=== EXERCISE ===
Copy every entry below word for word, keeping each line exactly as it appears.

=== ENTRIES SUPPLIED ===
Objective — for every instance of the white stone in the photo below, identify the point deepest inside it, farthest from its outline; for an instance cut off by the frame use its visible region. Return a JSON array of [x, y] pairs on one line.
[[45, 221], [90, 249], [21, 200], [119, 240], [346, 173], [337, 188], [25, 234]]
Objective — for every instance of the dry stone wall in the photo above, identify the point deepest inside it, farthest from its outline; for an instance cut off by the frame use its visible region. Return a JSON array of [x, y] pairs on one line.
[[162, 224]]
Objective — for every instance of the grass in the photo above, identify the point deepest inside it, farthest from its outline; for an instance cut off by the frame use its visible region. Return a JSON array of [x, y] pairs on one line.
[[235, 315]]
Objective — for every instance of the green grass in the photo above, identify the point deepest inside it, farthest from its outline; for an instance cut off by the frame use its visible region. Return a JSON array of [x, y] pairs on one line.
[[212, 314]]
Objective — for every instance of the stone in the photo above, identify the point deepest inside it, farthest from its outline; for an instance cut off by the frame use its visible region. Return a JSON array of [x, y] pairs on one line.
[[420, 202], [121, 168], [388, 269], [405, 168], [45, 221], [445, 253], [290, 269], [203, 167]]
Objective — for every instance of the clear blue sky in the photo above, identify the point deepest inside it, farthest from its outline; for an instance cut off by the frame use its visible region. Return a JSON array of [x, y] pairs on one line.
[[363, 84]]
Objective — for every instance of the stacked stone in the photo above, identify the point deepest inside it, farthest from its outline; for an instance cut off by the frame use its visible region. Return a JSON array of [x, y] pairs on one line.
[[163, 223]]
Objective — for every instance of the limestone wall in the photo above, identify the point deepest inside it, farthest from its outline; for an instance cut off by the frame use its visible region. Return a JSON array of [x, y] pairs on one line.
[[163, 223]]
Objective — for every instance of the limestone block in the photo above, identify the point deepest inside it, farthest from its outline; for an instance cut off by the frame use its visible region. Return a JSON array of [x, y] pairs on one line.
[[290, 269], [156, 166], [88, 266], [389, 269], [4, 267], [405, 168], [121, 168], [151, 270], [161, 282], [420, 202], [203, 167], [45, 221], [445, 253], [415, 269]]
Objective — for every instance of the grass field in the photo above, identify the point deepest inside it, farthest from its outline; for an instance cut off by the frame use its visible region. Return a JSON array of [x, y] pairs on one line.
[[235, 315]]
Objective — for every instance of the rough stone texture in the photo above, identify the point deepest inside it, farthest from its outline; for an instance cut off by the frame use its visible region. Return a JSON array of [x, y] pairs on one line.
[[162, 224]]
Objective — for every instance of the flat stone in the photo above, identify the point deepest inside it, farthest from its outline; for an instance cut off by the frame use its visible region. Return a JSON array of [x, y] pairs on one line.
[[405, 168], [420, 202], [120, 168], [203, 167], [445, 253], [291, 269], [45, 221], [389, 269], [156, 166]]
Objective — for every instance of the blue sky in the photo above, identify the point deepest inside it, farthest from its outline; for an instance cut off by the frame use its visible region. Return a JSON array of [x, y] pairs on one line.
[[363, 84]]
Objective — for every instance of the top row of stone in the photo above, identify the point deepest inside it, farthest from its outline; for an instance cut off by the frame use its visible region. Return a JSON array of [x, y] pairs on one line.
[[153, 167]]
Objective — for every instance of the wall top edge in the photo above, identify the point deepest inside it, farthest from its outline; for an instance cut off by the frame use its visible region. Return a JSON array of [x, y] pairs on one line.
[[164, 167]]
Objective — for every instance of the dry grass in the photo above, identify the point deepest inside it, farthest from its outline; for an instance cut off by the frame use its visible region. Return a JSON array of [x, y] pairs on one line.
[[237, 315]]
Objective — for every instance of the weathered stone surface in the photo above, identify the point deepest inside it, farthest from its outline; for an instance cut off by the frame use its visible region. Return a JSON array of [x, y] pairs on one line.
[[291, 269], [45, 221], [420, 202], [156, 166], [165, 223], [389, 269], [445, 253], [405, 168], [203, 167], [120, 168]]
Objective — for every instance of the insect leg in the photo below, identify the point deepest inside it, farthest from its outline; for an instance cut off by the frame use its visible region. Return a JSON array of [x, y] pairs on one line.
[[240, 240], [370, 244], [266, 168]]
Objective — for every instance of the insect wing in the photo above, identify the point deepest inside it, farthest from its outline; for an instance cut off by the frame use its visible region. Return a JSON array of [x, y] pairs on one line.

=== PROBLEM SOLUTION ===
Objective — for every instance of the white stone in the photo below, identify the point deepest inside it, farthest from its outline; for an instance cut off by the frame use its visible region. Return a JSON array of [x, y] pairs on one line.
[[45, 221], [90, 249], [21, 200], [119, 240], [346, 173], [337, 188], [25, 234]]
Objective — for every instance of the dry stone wall in the photo above, identify the point deepest inside it, farthest from its outline; for an instance cut off by the frame use its visible region. Return a JSON array of [x, y] pairs on one line.
[[162, 224]]
Objective — for every instance of the grass in the photo above, identify the point deepest inside it, farthest from its outline; for an instance cut off by the frame use its visible region. Return a JSON array of [x, y] pairs on one line.
[[235, 315]]
Objective — for every instance of the green grass in the photo above, identify the point deepest inside it, farthest from its outline; for an instance cut off by the frame use its visible region. Return a JSON array of [x, y] pairs on one line.
[[212, 314]]
Objective — for every instance of the stone in the photo above, identify the point deepest inside it, farthest from its outline; for an instance cut off by the frame use its visible region. Return a JSON array of [x, y] pairs on one line.
[[420, 202], [121, 168], [388, 269], [405, 168], [45, 221], [445, 253], [290, 269], [203, 167]]
Objective — for every instance of the clear blue sky in the photo above, identify the point deepest inside it, farthest from its outline; for an instance cut off by the frame use its visible region. Return a JSON array of [x, y] pairs on one line.
[[363, 84]]
Objective — for every instance of the stacked stone in the photo above, identify the point deepest inside it, farthest from its outline; for an instance cut off by the frame use its visible region. Return a JSON array of [x, y] pairs on one line.
[[163, 223]]
Objective — for every instance of the limestone wall in the photo above, identify the point deepest inside it, farthest from its outline; for an instance cut off by the frame use its visible region. Return a JSON array of [x, y] pairs on one line.
[[163, 223]]
Objective — for every instance of the limestone block in the photo above, identify the point deepest inside it, farthest from its outline; for an instance cut off by the frame use its visible region. Return a JSON array of [x, y] pairs on one line.
[[290, 269], [156, 166], [88, 266], [389, 269], [4, 267], [405, 168], [121, 168], [151, 270], [161, 282], [420, 202], [203, 167], [45, 221], [445, 253], [415, 269]]
Objective — for every instance of the grass field in the photo above, identify the point deepest inside it, farthest from its outline; for an instance cut off by the frame use its visible region. Return a JSON array of [x, y] pairs on one line.
[[235, 315]]
Objective — for every instance of the rough stone texture in the photo above, identify the point deepest inside it, farthest from its outline; for an instance cut off by the frame use its visible region. Return a JSON array of [x, y] pairs on one line.
[[162, 224]]
Objective — for every instance of the flat stone in the photo above, identify the point deepest inside it, farthest from its outline; for an instance cut off by the frame use its visible region. Return a JSON array of [x, y] pairs on one line.
[[405, 168], [420, 202], [120, 168], [203, 167], [445, 253], [291, 269], [45, 221], [389, 269], [156, 166]]
Objective — for every instance of the blue sky in the photo above, identify the point deepest inside it, farthest from its outline; for an instance cut off by the frame use its visible region. Return a JSON array of [x, y] pairs on one line.
[[363, 84]]
Objective — for every instance of the top row of stone in the photo above, identify the point deepest inside it, farthest from its outline; for an instance cut off by the frame use its visible region. Return a JSON array of [x, y] pairs on one line.
[[153, 167]]
Objective — for every instance of the wall top edge in the photo above, identify the point deepest inside it, farthest from its outline; for an instance cut off by the frame use its visible region. Return a JSON array of [x, y] pairs on one line.
[[164, 167]]
Objective — for every instance of the dry grass in the photo above, identify the point deepest inside it, farthest from its outline; for an instance cut off by the frame use its visible region. Return a JSON array of [x, y] pairs on one line.
[[237, 315]]
Objective — for every instance of the weathered stone surface in the photo above, identify the point deepest inside it, farthest from its outline; for an instance cut off by the frame use its visible region. Return a JSON array of [x, y] pairs on one line.
[[291, 269], [45, 221], [420, 202], [156, 166], [165, 223], [389, 269], [445, 253], [405, 168], [203, 167], [120, 168]]
Objective — for every instance of the insect leg in the photo below, identify the point deepest inside it, farthest from its outline; for an instance cut off by the frame use its visible region. Return a JSON array of [x, y] pairs on one line.
[[240, 240], [370, 244], [266, 168]]
Objective — for every instance of the insect wing in the photo above, identify the point deepest inside it, farthest from its outline; for an instance cut off by the frame use its visible region. Return a JSON array of [x, y] pairs on one line.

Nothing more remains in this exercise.